Uno dei bisogni fondamentali dell’uomo è quello di vivere insieme ai propri simili. La disposizione a costruire e mantenere relazioni affettive significative è insita nel patrimonio genetico della specie umana ed è presente fin dalla nascita. Ne consegue che la paura dell'abbandono è una delle ansie più frequenti che le persone possano provare nel corso della vita. Si pensi all'angoscia di abbandono del bambino piccolo quando la madre si allontana o a quella dell’adulto di fronte ad una perdita o a quella dell’anziano che viene ricoverato in una struttura e deve lasciare la propria casa e le proprie sicurezze.
La paura dell’abbandono porta con sé il timore di essere lasciati soli, di essere dimenticati, di non aver più nessuno che si prenda cura, di perdere “pezzi” della propria esistenza.
La paura dell’abbandono è, quindi, connaturata nella natura umana. Tuttavia, se durante l’infanzia il bambino ha vissuto il processo di separazione dalla madre e/o dalle figure fondamentali di riferimento con facilità, senza forti scossoni o traumi, in età adulta saprà gestire in modo “maturo” le varie separazioni (fisiche e psichiche) cui potrà andare incontro e sarà in grado di costruire “sani” legami affettivi.
Diversa è la situazione dell’adulto che abbia avuto esperienze infantili conflittuali con le figure di attaccamento e non abbia potuto, di conseguenza, interiorizzare l'altro come base sicura, come presenza interna stabile e positiva. Se il disturbo d’ansia conseguente a tali vissuti non viene affrontato e risolto durante l’infanzia ci si troverà di fronte ad un adulto insicuro, con un’identità fragile, in difficoltà nelle relazioni affettive. Per le persone sofferenti della sindrome d’abbandono spesso le relazioni affettive non diventano un’occasione di scambio reciproco e di crescita, ma un luogo nel quale annullare la propria identità a favore dell’altro per la profonda e “patologica” paura di perderlo.

## CONTENUTO DEL DATASET
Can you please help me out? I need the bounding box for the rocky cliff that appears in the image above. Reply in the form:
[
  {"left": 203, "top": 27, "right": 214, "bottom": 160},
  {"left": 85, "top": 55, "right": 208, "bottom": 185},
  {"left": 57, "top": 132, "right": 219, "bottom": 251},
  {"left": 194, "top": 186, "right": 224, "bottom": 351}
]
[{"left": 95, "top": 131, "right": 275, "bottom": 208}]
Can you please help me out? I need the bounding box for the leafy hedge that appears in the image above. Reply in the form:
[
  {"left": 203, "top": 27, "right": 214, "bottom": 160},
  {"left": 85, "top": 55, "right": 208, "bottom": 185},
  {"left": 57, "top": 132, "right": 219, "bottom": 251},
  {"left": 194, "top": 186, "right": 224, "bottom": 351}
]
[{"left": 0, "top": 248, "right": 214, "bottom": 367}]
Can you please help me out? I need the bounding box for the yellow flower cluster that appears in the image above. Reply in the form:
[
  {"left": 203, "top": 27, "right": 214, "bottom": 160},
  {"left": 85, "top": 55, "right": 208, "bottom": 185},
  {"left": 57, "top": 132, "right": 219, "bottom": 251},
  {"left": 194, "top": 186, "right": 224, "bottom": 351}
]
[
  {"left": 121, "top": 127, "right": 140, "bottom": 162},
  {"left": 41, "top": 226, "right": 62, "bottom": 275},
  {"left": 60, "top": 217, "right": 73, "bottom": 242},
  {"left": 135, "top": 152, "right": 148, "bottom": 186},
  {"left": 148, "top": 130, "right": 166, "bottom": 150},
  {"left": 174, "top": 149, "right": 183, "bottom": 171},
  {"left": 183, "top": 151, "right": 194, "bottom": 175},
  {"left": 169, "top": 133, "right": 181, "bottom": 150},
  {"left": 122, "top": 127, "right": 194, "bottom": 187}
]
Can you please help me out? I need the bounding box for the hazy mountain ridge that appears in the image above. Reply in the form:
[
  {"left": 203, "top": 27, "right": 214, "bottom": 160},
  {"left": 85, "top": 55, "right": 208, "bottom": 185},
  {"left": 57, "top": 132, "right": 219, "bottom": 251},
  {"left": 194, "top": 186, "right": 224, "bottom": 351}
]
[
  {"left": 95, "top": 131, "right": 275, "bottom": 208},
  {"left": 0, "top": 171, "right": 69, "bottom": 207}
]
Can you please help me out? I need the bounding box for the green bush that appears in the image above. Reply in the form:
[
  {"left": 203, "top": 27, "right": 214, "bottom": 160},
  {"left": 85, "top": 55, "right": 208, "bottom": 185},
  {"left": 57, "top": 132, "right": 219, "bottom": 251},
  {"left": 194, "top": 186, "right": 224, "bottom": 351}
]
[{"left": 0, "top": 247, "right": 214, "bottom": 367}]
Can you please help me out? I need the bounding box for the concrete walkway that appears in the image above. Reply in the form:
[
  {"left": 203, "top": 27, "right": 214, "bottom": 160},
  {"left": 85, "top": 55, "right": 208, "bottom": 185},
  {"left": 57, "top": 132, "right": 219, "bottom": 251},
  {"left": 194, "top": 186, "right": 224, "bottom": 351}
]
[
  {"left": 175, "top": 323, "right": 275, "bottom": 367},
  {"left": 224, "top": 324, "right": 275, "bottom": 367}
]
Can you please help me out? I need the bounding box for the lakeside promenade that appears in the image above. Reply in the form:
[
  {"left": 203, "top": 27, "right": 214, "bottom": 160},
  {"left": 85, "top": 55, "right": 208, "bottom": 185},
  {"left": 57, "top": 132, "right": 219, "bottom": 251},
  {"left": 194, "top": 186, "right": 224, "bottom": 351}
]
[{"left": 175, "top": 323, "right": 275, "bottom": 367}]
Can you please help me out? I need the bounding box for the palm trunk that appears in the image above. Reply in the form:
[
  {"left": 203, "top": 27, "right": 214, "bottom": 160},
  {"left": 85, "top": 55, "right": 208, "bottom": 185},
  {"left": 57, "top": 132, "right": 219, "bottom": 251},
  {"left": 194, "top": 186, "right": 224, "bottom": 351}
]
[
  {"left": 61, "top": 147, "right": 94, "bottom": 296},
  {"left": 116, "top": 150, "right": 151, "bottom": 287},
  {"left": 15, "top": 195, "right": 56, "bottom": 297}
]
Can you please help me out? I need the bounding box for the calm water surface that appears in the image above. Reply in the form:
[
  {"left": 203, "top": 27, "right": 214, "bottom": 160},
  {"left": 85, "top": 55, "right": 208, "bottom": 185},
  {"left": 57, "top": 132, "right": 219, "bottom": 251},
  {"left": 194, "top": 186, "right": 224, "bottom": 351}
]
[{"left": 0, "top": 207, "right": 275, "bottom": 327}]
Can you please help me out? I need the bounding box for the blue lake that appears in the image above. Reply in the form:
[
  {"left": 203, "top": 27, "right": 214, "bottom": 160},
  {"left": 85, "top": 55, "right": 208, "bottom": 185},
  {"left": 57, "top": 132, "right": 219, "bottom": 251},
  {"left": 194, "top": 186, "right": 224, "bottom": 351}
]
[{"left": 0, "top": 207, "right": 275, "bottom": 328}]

## DOMANDE SUL TESTO
[A] Nel brano sulla paura dell'abbandono, che cosa spesso non diventano le relazioni affettive per chi soffre della sindrome d'abbandono?
[B] Prosegui il brano sulla paura dell'abbandono a partire dal punto in cui si interrompe.

## RISPOSTE CORRETTE
[A] Non diventano un'occasione di scambio reciproco e di crescita.

[B]
Oppure può accadere che la persona sofferente della sindrome dell'abbandono si trasformi nelle relazioni affettive in un persecutore del partner, guidato da una gelosia morbosa che sfugge alla razionalità. La paura dell’abbandono può esplicitarsi anche nella impossibilità di mettere fine a relazioni dannose siano esse di amicizia, di amore o di lavoro per paura di rimanere soli.
Se, quindi, la paura dell'abbandono è una realtà normale per ogni essere umano, essa può diventare “patologica” quando la persona non abbia potuto interiorizzare nei primissimi anni di vita un legame sicuro con le figure di riferimento. In tal caso le esperienze di separazione o di perdita vissute da adulto possono riportare in luce ferite infantili profonde che sollecitano l'angoscia di essere traditi, di essere rifiutati, di essere insignificanti o, addirittura, trasparenti. La separazione e la perdita vengono allora vissute come perdita non solo dell’altro, ma anche di sé come persona degna di essere vista ed amata.
Quando la paura dell’abbandono diventa “patologica” si parla della “sindrome dell'abbandono”
La sindrome dell’abbandono o meglio l’angoscia da abbandono ha forti ripercussioni sulla vita quotidiana specialmente dal punto di vista della costruzione di rapporti sani.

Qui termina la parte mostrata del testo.